> **Task requirements**
Leaving the pictures aside, reproduce the data in full and word for word.

> **Data**
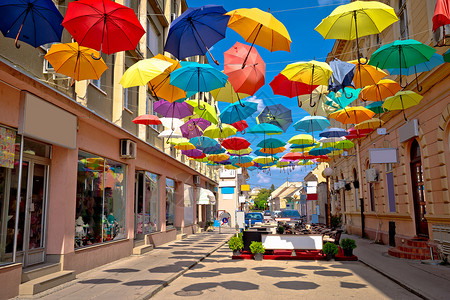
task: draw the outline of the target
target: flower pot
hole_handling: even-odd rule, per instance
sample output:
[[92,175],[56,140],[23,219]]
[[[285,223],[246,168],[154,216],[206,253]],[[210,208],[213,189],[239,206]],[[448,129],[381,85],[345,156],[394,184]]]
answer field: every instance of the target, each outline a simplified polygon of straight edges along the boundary
[[325,260],[331,260],[333,259],[334,255],[333,254],[325,254]]
[[233,250],[233,256],[239,256],[239,255],[241,255],[241,251]]
[[263,255],[262,253],[255,253],[255,255],[253,256],[253,258],[255,260],[263,260]]
[[353,256],[353,249],[343,249],[344,256]]

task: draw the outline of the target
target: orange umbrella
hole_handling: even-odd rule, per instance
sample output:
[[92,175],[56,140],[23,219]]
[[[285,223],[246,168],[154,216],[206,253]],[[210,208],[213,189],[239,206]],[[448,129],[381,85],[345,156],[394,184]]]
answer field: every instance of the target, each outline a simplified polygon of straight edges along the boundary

> **Answer to this problem**
task: draw the outline of the target
target: flower pot
hole_handling: even-odd rule, per instance
sample output:
[[92,175],[56,140],[23,219]]
[[[285,223],[246,168],[154,216],[206,253]],[[210,208],[213,189],[239,206]],[[448,129],[381,85],[345,156],[394,184]]]
answer field: every instance of the target, each outline a simplified polygon of straight edges along the boundary
[[325,260],[331,260],[333,259],[334,255],[333,254],[325,254]]
[[233,250],[233,256],[239,256],[239,255],[241,255],[241,251]]
[[263,255],[262,253],[255,253],[255,255],[253,256],[253,258],[255,260],[263,260]]
[[353,256],[353,249],[343,249],[344,256]]

task: draw the outline of the target
target: orange umbrella
hole_handling: even-odd rule, per instance
sample output:
[[92,175],[56,140],[23,219]]
[[[285,223],[246,168],[154,216],[206,253]],[[210,208],[213,189],[239,206]],[[448,129],[381,85],[345,156],[394,184]]]
answer field: every instance of the target, each outline a simplified polygon of straight edges along the boundary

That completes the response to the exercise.